- Text passage
---
Ivermectin treatment in humans for reducing malaria transmission
Malaria control using ivermectin
What is the aim of this review?
The aim of this Cochrane Review was to find out if giving the drug ivermectin to entire communities could reduce malaria transmission. We examined all relevant studies to answer this question, and found one relevant study.
It is not possible to say at this point if treating an entire community with ivermectin reduces malaria. Several research studies are in progress; we anticipate they will provide more answers in the future.
What was studied in the review?
Malaria is a disease transmitted to humans through the bite of mosquitoes infected with Plasmodium parasites. It results in nearly half a million deaths every year. Ivermectin is a drug that is given to whole communities to control the parasites that are responsible for elephantiasis and river blindness. It has been observed that ivermectin can kill mosquitoes when they feed on the blood of people who have taken this medication. Therefore, it is believed that by giving this drug to whole communities, it will kill many mosquitoes, and could reduce malaria transmission.
In this review, we assessed whether treating entire communities with ivermectin would reduce malaria transmission. We looked for studies from different sources, and only included studies that took place in communities with malaria, and that randomly assigned groups of people to ivermectin or a control, which could be a placebo or standard community drug treatments. We wanted to know if the treatment influenced the occurrence of malaria in the community.
---
Source data:
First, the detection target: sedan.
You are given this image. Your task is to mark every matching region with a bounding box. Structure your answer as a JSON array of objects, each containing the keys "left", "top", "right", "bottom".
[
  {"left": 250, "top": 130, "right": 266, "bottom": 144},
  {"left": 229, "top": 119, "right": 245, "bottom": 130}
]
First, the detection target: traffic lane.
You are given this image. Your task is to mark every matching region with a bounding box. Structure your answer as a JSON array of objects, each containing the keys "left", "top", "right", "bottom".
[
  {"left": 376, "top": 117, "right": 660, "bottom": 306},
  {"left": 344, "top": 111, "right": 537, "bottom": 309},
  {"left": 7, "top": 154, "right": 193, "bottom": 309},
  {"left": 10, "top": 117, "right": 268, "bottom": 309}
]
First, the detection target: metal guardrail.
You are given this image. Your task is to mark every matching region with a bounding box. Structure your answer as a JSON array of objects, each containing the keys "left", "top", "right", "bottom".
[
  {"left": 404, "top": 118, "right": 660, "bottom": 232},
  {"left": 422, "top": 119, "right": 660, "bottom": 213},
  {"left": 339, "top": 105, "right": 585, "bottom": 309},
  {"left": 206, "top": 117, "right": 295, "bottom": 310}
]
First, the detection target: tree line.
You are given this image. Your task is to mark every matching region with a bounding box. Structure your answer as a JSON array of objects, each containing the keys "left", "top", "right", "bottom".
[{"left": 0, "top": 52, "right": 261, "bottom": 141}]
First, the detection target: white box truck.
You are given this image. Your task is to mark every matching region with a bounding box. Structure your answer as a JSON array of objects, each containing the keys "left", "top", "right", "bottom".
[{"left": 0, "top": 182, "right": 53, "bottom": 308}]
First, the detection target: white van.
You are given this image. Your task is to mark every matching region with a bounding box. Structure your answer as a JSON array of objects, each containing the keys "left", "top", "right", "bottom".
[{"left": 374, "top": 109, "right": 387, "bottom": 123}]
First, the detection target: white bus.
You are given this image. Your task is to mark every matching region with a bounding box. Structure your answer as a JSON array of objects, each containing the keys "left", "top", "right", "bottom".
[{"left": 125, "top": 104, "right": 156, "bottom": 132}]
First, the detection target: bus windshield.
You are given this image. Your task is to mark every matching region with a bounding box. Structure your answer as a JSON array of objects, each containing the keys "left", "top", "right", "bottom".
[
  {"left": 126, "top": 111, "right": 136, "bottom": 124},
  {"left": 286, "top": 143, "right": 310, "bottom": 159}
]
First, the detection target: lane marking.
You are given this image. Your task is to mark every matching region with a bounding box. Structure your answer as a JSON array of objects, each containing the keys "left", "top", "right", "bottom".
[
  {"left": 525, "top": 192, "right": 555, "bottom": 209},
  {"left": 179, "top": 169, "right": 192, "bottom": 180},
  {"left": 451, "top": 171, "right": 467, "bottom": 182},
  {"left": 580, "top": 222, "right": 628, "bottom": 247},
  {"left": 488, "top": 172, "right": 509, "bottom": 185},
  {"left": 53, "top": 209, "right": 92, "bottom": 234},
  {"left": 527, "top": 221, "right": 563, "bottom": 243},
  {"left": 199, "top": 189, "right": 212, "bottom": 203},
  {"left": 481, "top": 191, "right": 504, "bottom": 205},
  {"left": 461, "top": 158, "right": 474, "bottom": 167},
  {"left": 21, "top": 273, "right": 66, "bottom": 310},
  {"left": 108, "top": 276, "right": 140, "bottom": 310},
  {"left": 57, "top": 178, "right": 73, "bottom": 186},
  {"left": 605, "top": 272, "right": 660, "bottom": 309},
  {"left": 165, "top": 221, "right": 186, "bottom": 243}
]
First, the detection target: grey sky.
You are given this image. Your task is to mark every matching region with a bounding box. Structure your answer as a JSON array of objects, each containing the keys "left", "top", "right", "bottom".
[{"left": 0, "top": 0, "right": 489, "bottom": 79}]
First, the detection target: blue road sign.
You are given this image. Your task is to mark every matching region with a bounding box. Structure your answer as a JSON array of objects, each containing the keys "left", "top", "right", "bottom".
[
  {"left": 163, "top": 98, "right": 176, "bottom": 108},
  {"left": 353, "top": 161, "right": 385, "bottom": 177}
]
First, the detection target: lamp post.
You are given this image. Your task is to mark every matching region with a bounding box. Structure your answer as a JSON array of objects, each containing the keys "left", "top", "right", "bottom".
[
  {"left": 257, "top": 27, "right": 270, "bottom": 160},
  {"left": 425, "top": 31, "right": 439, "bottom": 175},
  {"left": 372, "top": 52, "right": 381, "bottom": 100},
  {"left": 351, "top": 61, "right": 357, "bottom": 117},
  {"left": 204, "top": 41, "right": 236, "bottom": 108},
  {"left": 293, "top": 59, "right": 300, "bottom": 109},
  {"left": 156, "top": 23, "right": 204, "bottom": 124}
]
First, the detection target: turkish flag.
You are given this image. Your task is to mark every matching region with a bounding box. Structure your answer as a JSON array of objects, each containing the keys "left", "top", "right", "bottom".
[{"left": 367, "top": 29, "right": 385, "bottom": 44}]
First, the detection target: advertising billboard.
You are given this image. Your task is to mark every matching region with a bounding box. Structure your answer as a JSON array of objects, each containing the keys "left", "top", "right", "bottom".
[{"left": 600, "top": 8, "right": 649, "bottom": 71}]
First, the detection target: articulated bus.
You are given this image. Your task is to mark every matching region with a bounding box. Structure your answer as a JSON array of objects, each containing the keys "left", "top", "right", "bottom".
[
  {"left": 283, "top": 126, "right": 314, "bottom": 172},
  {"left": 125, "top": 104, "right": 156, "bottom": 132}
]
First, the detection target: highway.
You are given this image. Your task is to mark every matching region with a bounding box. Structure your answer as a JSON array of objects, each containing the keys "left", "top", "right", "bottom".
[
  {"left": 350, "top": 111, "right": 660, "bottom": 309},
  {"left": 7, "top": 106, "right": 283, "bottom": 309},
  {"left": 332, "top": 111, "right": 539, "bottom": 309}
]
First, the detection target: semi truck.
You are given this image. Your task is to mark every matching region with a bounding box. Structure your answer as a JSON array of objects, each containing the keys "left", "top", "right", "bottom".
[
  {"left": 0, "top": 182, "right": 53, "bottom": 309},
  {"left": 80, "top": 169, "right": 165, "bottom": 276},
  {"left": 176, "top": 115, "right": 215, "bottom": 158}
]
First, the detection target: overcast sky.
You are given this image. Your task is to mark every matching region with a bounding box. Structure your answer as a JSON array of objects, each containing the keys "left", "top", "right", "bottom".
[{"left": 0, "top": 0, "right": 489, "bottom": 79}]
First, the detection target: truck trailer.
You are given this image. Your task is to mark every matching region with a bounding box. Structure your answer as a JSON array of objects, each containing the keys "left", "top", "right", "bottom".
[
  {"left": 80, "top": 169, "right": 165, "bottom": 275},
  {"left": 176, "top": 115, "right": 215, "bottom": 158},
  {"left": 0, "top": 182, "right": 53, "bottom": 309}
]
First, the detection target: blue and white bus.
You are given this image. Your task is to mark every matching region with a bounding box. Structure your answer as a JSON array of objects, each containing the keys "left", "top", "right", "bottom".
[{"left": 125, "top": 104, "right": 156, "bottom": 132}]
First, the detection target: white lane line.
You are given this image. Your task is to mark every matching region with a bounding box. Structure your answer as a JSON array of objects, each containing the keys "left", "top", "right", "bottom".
---
- Activity
Please resume the ivermectin and malaria review summary right after its final sentence.

- Written answer
What are the main results of the review?
One study met the inclusion criteria. This study included eight villages in Burkina Faso, which were randomly assigned to receive ivermectin or a control. All villages received ivermectin, as part of the scheduled control of lymphatic filariasis. In addition, the treatment villages received five more doses of ivermectin, once every three weeks. The effect of ivermectin on malaria was measured in children younger than five years of age. In these children, the treatment did not show a notable difference in the presence of malaria between the treatment and control groups (very low‐certainty evidence).
Therefore, it is not possible to say at this point if the treatment of entire communities with ivermectin has an effect on reducing malaria. Several studies are currently ongoing; we anticipate they will provide more answers in the future.
How up‐to‐date is this review?
We searched for studies published up to 14 January 2021.